| QUESTIONS TO ANSWER |
1 – List every body site where the passage on Osler-Weber-Rendu syndrome says arteriovenous malformations may occur.
2 – Answer these questions from the passage on Osler-Weber-Rendu syndrome:
(a) On which chromosome is the endoglin gene (ENG) located?
(b) What chance does each child of an individual with the disorder have of inheriting it?
(c) At around what age do nosebleeds usually begin to appear?
3 – Carry on the passage on Osler-Weber-Rendu syndrome from the point where it ends.

| SELECTED EXTRACT |
>>>>>
Osler-Weber-Rendu Syndrome (OWR), also known as Hereditary Hemorrhagic Telangiectasia (HHT), is an inherited condition affecting the blood vessels. It affects approximately one person out of 10,000, or about 1.2 million people throughout the world.
Causes of Osler-Weber-Rendu Syndrome
Osler-Weber-Rendu syndrome is a genetic disorder caused by an abnormality in either the endoglin gene (ENG) on chromosome 9, or the activin receptor-like kinase 1 gene (ALK1) on chromosome 12. Both of these genes are involved in blood vessel formation. A mutation in either of these genes will result in similar OWR symptoms. People suffering from the disorder generally only have an abnormality in one of the genes.
OWR syndrome has an autosomal dominant pattern of inheritance, meaning only one copy of the abnormal gene is necessary to cause the disease and to pass it on. Each child of an individual who has the disorder has a 50% chance of inheriting it. The vast majority of those affected have a family history of the disorder.
Symptoms of Osler-Weber-Rendu Syndrome
Most symptoms of OWR syndrome are due to abnormal formation of the capillaries, tiny vessels that normally connect arteries to veins. Abnormalities in capillary formation cause defects known as arteriovenous malformations (AVMs). These are fragile areas in the vessels that cause them to break easily. AVMs may occur on the surface of the skin or in the lungs, brain, liver, stomach or gastrointestinal tract. Symptoms of Osler-Weber-Rendu syndrome often begin to appear in affected people when they are between 10 and 20 years old, and increase with age. Here are some common symptoms:
- Telangiectasias, which are small AVMs that may appear on the skin as red spots on the face, hands, lips or inside the mouth. They are fragile and may bleed spontaneously or from minor trauma.
- Nosebleeds (epistaxis) usually begin to appear at around 12 years of age due to telangiectasias in the nose.
- Anemia can be caused by blood loss from frequent nosebleeds or bleeding from AVMs elsewhere in the body such as the gastrointestinal tract.
- Pulmonary AVMs cause bleeding in the lungs, increase the risk of bacterial infections by interfering with the normal filtering processes, cause low oxygen levels, migraine headaches, and possibly lead to stroke.
- Brain AVMs can cause headaches, seizures, paralysis or stroke.
- Liver AVMs can interfere with normal circulation and lead to a risk of heart failure.
<<<<<
Items from a data source:
>>>>>
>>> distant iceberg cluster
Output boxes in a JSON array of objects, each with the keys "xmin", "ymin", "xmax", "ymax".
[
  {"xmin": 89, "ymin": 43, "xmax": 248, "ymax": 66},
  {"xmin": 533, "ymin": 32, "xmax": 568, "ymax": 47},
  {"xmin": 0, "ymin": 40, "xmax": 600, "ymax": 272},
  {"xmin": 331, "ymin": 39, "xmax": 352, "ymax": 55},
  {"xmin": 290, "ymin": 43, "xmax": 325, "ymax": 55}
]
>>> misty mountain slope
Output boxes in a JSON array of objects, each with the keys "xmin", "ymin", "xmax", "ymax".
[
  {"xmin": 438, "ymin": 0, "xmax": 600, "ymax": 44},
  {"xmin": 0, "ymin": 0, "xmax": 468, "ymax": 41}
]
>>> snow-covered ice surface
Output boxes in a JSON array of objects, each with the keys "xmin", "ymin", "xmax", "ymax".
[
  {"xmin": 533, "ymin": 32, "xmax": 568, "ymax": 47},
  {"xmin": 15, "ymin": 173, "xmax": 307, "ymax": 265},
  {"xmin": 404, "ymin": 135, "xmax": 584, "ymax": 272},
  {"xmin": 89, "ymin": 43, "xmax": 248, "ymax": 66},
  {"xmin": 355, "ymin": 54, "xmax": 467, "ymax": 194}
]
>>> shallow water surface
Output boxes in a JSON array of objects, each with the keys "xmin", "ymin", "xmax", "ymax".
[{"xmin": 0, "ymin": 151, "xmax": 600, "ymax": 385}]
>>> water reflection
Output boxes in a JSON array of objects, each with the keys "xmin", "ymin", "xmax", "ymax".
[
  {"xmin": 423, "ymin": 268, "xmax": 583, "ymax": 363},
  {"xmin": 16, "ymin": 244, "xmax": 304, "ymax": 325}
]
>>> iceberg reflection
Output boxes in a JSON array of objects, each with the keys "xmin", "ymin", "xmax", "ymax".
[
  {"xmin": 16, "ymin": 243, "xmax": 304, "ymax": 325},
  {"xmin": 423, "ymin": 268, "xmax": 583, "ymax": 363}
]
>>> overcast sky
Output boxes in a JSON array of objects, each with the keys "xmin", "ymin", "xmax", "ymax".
<<<<<
| EXPECTED OUTPUTS |
1 –
- The surface of the skin
- The lungs
- The brain
- The liver
- The stomach
- The gastrointestinal tract

2 –
(a) Chromosome 9
(b) A 50% chance
(c) Around 12 years of age

3 –
- Gastrointestinal AVMs can cause significant loss of blood, leading to anemia.
Diagnosis and Treatment of Osler-Weber-Rendu Syndrome
OWR syndrome is usually diagnosed by observation of symptoms such as frequent nosebleeds and telagiectasias, and whether there is a family history of the disorder. Blood counts can detect anemia and monitor blood oxygen levels. Chest x-rays or EKGs can assess if lungs and heart are normal; ultrasound can be used to find AVMs in the stomach or liver; MRIs are used to look for AVMs in the brain. Gastrointestinal bleeding can be detected by stool samples.
Treatment varies depending on the severity of the condition. Mild cases may require no treatment at all. Treatment for more severe symptoms may include iron supplements for anemia or laser therapy to seal telangiectasias. Chronic bleeding from the GI tract may require endoscopy and treatment by laser therapy or cauterization of the AVMs. Pulmonary AVMs may be treated with embolization, a procedure in which a tube is inserted through a vein in the groin area and used to place a balloon in the lung to block the bleeding artery. Brain AVMs may be treated by surgery, embolization, or stereotactic radiosurgery, which uses a focused beam of radiation.
Other treatments include hormone therapy with estrogen, or aminocaproic acid which improves clotting. In cases of severe blood loss, blood transfusions may be necessary. Many people who have Osler-Weber-Rendu syndrome do not have severe symptoms, and require minimal treatment to manage the condition, but early screening and proper diagnosis are crucial.